(SHORT EXERCISE) Count the lines in the items below that contain the string "rooftop", treating uppercase and lowercase as different. Give only the number.

****************

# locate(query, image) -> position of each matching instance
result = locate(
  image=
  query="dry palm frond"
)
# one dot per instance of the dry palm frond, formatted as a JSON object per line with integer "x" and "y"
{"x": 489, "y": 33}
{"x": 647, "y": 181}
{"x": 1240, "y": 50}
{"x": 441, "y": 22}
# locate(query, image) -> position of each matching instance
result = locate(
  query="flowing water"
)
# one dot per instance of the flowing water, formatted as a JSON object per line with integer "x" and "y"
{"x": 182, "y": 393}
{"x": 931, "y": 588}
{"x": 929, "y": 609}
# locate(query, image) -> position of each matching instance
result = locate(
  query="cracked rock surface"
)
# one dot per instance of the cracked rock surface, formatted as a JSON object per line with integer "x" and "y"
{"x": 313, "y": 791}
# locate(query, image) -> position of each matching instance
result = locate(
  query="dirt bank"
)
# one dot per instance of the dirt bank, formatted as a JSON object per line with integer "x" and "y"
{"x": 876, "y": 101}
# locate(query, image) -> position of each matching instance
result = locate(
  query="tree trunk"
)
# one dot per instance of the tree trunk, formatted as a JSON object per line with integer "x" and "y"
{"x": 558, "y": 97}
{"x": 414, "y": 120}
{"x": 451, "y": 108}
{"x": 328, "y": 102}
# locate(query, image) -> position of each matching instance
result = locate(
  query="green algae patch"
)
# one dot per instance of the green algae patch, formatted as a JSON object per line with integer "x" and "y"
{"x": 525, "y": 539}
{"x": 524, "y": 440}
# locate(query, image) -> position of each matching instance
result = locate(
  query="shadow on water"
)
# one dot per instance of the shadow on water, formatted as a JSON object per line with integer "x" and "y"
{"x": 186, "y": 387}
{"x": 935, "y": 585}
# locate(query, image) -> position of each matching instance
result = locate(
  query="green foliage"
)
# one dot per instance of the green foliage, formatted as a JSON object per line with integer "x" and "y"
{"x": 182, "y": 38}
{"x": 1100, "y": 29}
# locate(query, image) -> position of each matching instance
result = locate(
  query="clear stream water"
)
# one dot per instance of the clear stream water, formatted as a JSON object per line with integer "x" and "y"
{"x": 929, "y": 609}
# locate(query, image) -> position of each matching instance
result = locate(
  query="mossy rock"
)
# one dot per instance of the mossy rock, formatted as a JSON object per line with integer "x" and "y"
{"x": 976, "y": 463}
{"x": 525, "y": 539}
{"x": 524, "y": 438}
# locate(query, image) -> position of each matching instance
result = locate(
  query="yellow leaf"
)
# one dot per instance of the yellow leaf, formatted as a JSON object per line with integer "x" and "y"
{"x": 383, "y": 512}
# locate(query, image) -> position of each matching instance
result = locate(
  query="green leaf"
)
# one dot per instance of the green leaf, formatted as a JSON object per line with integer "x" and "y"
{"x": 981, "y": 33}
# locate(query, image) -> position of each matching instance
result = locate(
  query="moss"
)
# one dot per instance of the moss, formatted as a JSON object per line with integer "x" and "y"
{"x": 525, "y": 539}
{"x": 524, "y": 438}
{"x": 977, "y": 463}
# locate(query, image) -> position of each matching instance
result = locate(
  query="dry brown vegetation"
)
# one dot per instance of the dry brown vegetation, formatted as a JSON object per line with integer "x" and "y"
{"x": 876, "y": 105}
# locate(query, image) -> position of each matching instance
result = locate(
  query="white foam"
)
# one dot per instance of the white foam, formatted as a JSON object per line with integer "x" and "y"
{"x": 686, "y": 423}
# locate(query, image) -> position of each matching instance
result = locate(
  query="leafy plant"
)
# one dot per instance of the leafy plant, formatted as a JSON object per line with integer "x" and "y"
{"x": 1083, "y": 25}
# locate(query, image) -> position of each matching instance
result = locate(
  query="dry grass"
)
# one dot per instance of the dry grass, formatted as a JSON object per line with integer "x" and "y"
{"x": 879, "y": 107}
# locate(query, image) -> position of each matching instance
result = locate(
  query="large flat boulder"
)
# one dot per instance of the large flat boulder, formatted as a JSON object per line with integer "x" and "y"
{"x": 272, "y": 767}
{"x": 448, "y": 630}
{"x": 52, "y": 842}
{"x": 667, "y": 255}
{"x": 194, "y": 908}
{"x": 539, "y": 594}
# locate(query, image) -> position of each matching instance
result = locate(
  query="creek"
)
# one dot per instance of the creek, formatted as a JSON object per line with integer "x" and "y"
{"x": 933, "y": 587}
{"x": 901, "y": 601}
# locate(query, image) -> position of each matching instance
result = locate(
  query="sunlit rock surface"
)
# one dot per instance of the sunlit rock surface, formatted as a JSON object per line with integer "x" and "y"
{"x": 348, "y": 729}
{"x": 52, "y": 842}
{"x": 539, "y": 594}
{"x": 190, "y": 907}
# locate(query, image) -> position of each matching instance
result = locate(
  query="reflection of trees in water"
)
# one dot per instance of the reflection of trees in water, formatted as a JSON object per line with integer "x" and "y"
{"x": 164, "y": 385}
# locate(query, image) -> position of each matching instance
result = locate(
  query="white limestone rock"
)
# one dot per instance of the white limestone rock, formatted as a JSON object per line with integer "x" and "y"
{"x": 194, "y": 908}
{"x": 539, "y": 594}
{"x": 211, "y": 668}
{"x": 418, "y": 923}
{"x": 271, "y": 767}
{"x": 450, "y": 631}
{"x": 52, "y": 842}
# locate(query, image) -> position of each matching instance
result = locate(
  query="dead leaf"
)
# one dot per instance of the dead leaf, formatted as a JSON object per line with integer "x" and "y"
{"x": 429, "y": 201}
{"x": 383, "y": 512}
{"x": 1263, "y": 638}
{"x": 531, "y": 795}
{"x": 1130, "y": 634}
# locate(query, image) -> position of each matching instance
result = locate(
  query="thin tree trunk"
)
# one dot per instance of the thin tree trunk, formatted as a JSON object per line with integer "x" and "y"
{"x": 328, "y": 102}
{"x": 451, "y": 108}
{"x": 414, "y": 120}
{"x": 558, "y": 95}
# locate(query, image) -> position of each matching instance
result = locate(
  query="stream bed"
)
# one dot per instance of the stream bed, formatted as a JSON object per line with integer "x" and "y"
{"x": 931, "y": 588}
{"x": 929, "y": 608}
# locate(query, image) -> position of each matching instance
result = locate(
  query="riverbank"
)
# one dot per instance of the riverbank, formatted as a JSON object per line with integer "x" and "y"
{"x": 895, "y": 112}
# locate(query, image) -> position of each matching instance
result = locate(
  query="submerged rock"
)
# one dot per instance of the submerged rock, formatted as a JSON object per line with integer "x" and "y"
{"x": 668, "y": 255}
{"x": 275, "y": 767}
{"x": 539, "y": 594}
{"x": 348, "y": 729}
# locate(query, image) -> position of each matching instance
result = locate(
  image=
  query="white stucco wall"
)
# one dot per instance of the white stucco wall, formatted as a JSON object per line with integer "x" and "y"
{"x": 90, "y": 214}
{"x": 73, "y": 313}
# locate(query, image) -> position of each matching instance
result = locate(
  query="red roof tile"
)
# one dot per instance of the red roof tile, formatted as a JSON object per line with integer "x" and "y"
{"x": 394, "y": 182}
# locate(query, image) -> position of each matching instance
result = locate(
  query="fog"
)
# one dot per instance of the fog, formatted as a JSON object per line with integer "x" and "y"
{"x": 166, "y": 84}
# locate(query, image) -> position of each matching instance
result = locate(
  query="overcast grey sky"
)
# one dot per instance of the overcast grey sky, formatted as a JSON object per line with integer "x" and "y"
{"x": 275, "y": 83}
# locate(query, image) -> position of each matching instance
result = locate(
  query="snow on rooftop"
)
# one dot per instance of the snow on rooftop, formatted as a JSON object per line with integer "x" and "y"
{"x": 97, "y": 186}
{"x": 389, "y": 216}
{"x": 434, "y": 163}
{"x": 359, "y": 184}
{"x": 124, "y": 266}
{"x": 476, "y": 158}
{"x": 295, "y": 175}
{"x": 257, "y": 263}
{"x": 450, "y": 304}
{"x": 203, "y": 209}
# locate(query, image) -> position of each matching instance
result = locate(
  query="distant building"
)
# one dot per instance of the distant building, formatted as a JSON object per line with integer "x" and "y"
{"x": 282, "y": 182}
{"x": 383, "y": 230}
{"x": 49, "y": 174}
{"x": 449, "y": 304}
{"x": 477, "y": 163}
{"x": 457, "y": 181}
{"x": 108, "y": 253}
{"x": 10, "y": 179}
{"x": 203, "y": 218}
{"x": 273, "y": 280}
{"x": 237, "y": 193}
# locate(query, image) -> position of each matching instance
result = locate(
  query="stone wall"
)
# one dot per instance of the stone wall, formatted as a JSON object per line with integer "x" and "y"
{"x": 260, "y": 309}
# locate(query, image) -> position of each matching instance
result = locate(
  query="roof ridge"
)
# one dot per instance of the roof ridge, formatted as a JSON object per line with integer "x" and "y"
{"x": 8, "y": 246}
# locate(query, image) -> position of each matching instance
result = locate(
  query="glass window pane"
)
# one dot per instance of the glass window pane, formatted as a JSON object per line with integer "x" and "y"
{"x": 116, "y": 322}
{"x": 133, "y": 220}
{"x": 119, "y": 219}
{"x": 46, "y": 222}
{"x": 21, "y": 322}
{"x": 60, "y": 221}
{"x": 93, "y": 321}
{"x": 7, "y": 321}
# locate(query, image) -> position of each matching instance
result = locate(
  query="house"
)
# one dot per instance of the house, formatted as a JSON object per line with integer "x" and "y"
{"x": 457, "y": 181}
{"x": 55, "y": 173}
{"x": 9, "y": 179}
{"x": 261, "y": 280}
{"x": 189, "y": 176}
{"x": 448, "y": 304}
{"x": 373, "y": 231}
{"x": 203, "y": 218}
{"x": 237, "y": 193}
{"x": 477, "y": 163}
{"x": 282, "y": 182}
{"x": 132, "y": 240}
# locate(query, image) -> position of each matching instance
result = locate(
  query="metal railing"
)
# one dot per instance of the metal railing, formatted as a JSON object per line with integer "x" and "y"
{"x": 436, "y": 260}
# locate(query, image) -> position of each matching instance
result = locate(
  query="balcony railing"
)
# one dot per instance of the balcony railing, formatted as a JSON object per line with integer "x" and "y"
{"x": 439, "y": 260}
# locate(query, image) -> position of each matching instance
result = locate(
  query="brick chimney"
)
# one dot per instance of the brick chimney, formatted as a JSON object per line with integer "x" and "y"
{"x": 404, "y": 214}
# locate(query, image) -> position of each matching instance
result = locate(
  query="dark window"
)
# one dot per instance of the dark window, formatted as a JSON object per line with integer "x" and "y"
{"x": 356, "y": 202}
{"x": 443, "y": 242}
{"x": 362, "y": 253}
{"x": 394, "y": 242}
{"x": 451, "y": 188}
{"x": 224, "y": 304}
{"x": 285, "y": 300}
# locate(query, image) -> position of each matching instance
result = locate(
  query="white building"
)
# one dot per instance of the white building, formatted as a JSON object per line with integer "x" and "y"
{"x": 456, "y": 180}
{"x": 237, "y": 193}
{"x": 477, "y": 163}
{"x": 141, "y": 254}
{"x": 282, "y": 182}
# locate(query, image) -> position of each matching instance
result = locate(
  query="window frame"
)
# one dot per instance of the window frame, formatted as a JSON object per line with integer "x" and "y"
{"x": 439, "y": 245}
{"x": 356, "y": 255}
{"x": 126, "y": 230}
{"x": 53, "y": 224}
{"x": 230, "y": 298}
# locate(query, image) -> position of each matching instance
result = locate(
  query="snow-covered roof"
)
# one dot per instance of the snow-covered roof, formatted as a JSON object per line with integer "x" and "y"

****************

(WRITTEN RESPONSE) 2